[BRIEF] Every entry that follows should be reproduced exactly.
—————
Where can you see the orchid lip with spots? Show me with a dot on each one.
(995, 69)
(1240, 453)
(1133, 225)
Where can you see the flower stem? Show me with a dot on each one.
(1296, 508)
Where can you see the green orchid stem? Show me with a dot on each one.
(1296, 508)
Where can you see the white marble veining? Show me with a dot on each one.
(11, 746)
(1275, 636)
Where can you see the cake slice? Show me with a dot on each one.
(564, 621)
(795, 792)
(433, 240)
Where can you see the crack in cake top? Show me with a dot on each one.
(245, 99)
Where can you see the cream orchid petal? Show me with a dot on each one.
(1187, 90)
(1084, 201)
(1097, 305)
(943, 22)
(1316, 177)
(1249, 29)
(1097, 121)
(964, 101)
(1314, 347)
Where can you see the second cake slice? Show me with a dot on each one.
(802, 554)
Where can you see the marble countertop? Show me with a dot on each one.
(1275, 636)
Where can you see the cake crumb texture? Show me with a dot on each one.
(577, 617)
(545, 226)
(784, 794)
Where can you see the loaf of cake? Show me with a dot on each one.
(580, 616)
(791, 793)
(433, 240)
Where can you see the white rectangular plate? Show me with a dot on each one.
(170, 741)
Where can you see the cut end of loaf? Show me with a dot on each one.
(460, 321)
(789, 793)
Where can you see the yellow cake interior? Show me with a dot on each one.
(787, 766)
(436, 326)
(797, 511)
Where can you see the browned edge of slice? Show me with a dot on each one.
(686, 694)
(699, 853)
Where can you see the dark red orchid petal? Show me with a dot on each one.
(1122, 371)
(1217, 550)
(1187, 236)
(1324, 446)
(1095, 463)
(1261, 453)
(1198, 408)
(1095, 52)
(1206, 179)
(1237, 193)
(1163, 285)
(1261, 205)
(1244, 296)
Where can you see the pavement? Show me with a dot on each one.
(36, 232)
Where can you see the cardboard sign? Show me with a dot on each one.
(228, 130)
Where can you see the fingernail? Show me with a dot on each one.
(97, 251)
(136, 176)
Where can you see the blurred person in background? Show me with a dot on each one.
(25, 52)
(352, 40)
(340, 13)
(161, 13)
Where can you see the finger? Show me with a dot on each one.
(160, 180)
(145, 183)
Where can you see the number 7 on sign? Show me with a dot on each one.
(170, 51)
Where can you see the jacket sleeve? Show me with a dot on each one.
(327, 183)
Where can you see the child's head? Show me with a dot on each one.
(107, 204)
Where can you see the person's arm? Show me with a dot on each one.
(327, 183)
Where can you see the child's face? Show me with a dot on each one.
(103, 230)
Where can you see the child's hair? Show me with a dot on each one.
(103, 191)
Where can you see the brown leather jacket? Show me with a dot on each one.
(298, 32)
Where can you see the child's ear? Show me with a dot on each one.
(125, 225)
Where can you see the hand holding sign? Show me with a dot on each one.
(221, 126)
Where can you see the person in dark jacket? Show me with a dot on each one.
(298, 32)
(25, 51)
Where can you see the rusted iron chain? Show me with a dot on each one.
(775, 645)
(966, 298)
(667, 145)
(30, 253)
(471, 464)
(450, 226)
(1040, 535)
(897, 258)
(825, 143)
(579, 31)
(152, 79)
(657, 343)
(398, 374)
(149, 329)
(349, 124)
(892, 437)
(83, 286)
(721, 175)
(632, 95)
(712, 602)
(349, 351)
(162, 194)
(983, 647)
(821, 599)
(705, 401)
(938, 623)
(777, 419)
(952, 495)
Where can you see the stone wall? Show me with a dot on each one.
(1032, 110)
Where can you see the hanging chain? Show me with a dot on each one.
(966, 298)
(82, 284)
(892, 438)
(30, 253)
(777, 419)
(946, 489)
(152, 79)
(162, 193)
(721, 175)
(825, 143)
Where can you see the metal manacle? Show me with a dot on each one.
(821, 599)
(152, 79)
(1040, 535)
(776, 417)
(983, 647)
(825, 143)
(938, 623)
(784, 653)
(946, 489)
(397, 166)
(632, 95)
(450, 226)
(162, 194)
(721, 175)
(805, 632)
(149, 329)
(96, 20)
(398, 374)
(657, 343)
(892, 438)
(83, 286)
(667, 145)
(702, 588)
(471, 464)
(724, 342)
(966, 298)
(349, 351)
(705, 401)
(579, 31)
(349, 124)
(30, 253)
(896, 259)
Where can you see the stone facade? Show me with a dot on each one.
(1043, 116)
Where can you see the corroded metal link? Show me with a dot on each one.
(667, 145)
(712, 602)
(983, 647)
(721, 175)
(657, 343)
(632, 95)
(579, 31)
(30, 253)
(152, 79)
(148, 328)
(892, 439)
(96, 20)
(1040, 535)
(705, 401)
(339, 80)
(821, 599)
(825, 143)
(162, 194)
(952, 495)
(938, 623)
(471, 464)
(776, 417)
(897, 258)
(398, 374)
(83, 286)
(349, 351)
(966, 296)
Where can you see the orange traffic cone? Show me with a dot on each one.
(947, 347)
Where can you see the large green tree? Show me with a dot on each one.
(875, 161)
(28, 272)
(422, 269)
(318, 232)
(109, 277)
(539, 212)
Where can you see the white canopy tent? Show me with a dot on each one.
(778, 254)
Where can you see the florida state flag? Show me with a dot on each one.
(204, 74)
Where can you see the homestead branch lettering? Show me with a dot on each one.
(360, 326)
—————
[SOLUTION FOR THIS TASK]
Where can you see the orchid lip with spots? Show me with a dot on each one.
(995, 69)
(1240, 453)
(1133, 225)
Where can you see the flower stem? Show me with a dot on each one.
(1296, 508)
Where can you see the green orchid stem? Show me with a dot on each one.
(1296, 508)
Where can you see the white marble veining? Show me with a dot on each one.
(11, 746)
(1275, 636)
Where can you see the cake slice? Show me with a dot on each one.
(564, 621)
(795, 792)
(433, 240)
Where can you see the crack in cake top? Show me with a dot on each one.
(245, 99)
Where can you see the cream orchid petal? Show me with a dot on each one.
(1187, 90)
(1084, 201)
(1097, 305)
(943, 22)
(1316, 177)
(1249, 29)
(1097, 121)
(964, 101)
(1314, 347)
Where can you see the second cake slice? Show me with a dot on each one.
(802, 554)
Where can you see the marble countertop? Show me with a dot on each one.
(1275, 636)
Where can you see the cake crumb texture? Show me with a dot on each one.
(577, 617)
(545, 226)
(784, 794)
Where can you see the loaf of cake? Show me with a dot on each one.
(580, 616)
(791, 793)
(433, 240)
Where can you see the white rectangular plate? Show me with a dot on each one.
(170, 741)
Where can you see the cut end of loaf? Show me with a dot on each one.
(460, 321)
(789, 793)
Where can you see the yellow cake interior? Show me with a dot on each one.
(787, 766)
(436, 326)
(797, 511)
Where can you see the browned edge of slice? Show me with a dot on each one.
(686, 694)
(699, 853)
Where can you see the dark red orchid petal? Show me with a dot on each one.
(1122, 371)
(1217, 550)
(1187, 236)
(1324, 446)
(1095, 463)
(1261, 453)
(1198, 408)
(1095, 52)
(1206, 179)
(1237, 193)
(1163, 285)
(1261, 205)
(1244, 296)
Where can you see the pavement? Show me with a dot on each one.
(36, 232)
Where can you see the cardboard sign? Show me with a dot on each one.
(228, 130)
Where can you see the fingernail? Show me with a dot on each one.
(97, 251)
(136, 176)
Where can you see the blurred person in background? Show me with a dot on each one.
(25, 52)
(352, 40)
(340, 13)
(161, 13)
Where can you see the finger? Show me with a dot on each one.
(160, 180)
(145, 183)
Where can you see the number 7 on sign? Show me with a dot on each one.
(170, 51)
Where can you see the jacket sleeve? Show me with a dot on each one.
(327, 183)
Where can you see the child's head? Show me with a dot on each one.
(107, 204)
Where can you see the person's arm? Show me with a dot on each one.
(327, 183)
Where can you see the child's face? Show me with a dot on each one.
(103, 230)
Where can you see the child's hair? Show me with a dot on each one.
(103, 191)
Where can you see the brown leather jacket? Show me with a dot on each one.
(298, 32)
Where can you see the child's ear? Show me with a dot on each one.
(125, 225)
Where can you see the hand holding sign? Show me with a dot on each one.
(221, 126)
Where can you see the person in dark jacket? Show me with a dot on each one.
(298, 32)
(25, 51)
Where can you see the rusted iron chain? Show me with a dot on each one.
(775, 645)
(966, 298)
(667, 145)
(30, 253)
(471, 464)
(450, 226)
(1040, 535)
(897, 258)
(825, 143)
(579, 31)
(152, 79)
(657, 343)
(398, 374)
(149, 329)
(349, 124)
(892, 437)
(83, 286)
(721, 175)
(632, 95)
(712, 602)
(349, 351)
(162, 194)
(983, 647)
(821, 599)
(705, 401)
(938, 623)
(777, 419)
(952, 495)
Where can you see the stone wall? Show me with a dot on each one.
(1032, 110)
Where can you see the hanging chain? Show me with a dot on each one.
(966, 298)
(82, 284)
(892, 438)
(30, 253)
(777, 419)
(946, 489)
(152, 79)
(162, 193)
(721, 175)
(825, 143)
Where can you see the metal manacle? Show me with a dot on each one.
(821, 599)
(152, 79)
(1040, 535)
(776, 417)
(983, 647)
(825, 143)
(938, 623)
(784, 653)
(946, 489)
(397, 166)
(632, 95)
(450, 226)
(162, 194)
(721, 175)
(805, 632)
(149, 329)
(96, 20)
(398, 374)
(657, 343)
(892, 438)
(83, 286)
(667, 145)
(702, 588)
(471, 464)
(724, 342)
(966, 298)
(349, 351)
(705, 401)
(579, 31)
(349, 124)
(30, 253)
(896, 259)
Where can you see the stone facade? Show me with a dot on each one.
(1043, 116)
Where can you see the corroded metal link? Show me with a dot on each one.
(667, 145)
(712, 602)
(983, 647)
(721, 175)
(657, 343)
(632, 95)
(579, 31)
(30, 253)
(152, 79)
(148, 328)
(892, 439)
(96, 20)
(1040, 535)
(705, 401)
(339, 80)
(821, 599)
(825, 143)
(162, 194)
(952, 495)
(938, 623)
(471, 464)
(776, 417)
(897, 258)
(398, 374)
(83, 286)
(349, 351)
(966, 296)
Where can you see the orange traffic cone? Show me with a dot on each one.
(947, 347)
Where can you see the large green tree? Show me with a dot on each one.
(875, 161)
(28, 272)
(422, 269)
(318, 232)
(109, 277)
(539, 212)
Where can you see the white canopy tent? Show me with a dot on each one.
(778, 254)
Where can you see the florida state flag? Show me with a dot on each one.
(204, 74)
Where can you see the homestead branch lettering? Show me with a dot on each one.
(360, 326)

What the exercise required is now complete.